◆ **Testo della pagina**:
——————
New York Times vs ABC

La lotta interna negli USA per il Venezuela arriva ai media

 

La pubblicazione di un articolo di opinione da parte del “giornalista” Emili J. Blasco sembrerebbe confermare la manovra, nei corridoi profondi del potere USA, di esporre i tentativi falliti che l’Amministrazione Trump ha fatto in funzione di soddisfare l’agenda comune che ha nella regione latinoamericana rispetto a neo-conservatori che lo avversano: eliminare tutta l’influenza politica del chavismo e invertire l’integrazione regionale a beneficio del caos neoliberiale.

Questo documento, pubblicato dal quotidiano spagnolo ABC, suggerisce che sarebbe stato un funzionario interno che ha diffuso la notizia che, giorni precedenti, ha pubblicato il New York Times (NYT) sulle conversazioni degli USA con militari golpisti venezuelani. L’obiettivo, secondo Blasco, è “silurare la linea dura mantenuta da Trump verso il regime chavista e forzare il presidente USA a tornare alla linea di dialogo mantenuta durante l’era Obama”.

Utilizzando la risorsa delle fonti anonime, segnala il diplomatico Mike Fitzpatrick, attuale Vice Segretario di Stato aggiunto per gli Affari dell’Emisfero Occidentale USA come “possibile responsabile della fuga” e fa riferimento ai vincoli di questa figura pubblica con l’ex segretario di Stato ad interim USA Thomas Shannon, che è vicino a tale supposta linea del dialogo associata a gruppi democratici, per appoggiare gli spazi di dialogo che lo Stato venezuelano ha imposto all’opposizione nazionale alla fine dello scorso anno.
——————
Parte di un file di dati
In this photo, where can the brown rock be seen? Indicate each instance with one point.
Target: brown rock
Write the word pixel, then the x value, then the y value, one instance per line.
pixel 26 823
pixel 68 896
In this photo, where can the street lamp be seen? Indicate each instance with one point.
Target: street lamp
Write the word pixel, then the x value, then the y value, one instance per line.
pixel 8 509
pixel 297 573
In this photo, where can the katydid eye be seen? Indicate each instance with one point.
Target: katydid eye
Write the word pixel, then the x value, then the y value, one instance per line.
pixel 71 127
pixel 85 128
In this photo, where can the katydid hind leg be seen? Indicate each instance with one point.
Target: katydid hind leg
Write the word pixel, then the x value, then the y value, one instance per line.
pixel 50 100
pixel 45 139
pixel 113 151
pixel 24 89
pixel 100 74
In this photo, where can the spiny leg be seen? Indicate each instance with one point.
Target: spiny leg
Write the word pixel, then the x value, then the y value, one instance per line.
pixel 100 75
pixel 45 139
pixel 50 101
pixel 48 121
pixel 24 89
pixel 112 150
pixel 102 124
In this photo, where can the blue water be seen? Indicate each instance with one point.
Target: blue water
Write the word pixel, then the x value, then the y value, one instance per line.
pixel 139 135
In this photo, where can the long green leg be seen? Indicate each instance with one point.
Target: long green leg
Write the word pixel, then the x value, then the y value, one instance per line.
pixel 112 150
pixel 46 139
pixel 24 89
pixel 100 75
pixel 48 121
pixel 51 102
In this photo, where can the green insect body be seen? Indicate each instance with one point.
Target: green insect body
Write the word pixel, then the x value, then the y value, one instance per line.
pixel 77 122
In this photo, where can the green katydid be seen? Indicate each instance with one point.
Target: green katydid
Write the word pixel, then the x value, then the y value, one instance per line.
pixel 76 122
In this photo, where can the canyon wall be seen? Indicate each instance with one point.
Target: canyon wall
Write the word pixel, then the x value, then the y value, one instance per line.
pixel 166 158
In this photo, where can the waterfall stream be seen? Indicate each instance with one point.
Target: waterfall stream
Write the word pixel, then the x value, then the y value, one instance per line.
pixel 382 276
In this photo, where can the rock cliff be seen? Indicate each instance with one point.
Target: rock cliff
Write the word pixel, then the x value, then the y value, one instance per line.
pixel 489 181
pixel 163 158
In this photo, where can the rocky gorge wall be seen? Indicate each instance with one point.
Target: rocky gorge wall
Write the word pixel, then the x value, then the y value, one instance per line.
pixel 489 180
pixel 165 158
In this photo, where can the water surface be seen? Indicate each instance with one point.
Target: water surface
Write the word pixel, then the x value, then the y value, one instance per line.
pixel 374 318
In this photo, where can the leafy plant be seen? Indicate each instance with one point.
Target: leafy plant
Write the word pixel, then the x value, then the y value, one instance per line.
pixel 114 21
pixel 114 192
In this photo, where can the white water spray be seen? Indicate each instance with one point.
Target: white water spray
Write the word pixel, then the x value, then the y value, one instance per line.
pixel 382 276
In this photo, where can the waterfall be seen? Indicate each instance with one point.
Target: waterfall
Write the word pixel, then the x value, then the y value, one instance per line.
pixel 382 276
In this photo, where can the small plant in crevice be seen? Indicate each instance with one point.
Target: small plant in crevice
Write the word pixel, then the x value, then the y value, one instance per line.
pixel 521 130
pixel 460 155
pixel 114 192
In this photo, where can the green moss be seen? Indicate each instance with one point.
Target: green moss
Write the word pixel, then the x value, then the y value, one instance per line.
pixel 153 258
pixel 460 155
——————
◆ **Esercizi proposti**:
1: Rispondi a queste domande sul testo che riguarda il New York Times e ABC:
(a) Quale quotidiano spagnolo ha pubblicato l'articolo di opinione di Emili J. Blasco?
(b) Su quali conversazioni verteva la notizia pubblicata dal New York Times?
(c) Quale diplomatico viene segnalato come "possibile responsabile della fuga"?
2: Ripeti fedelmente le righe dei record che iniziano con quella contenente "In this photo, where can the water surface" e finiscono con quella contenente "pixel 374 318", entrambe incluse.

◆ **Soluzioni**:
1:
(a) ABC.
(b) Sulle conversazioni degli USA con militari golpisti venezuelani.
(c) Mike Fitzpatrick.

2:
In this photo, where can the water surface be seen? Indicate each instance with one point.
Target: water surface
Write the word pixel, then the x value, then the y value, one instance per line.
pixel 374 318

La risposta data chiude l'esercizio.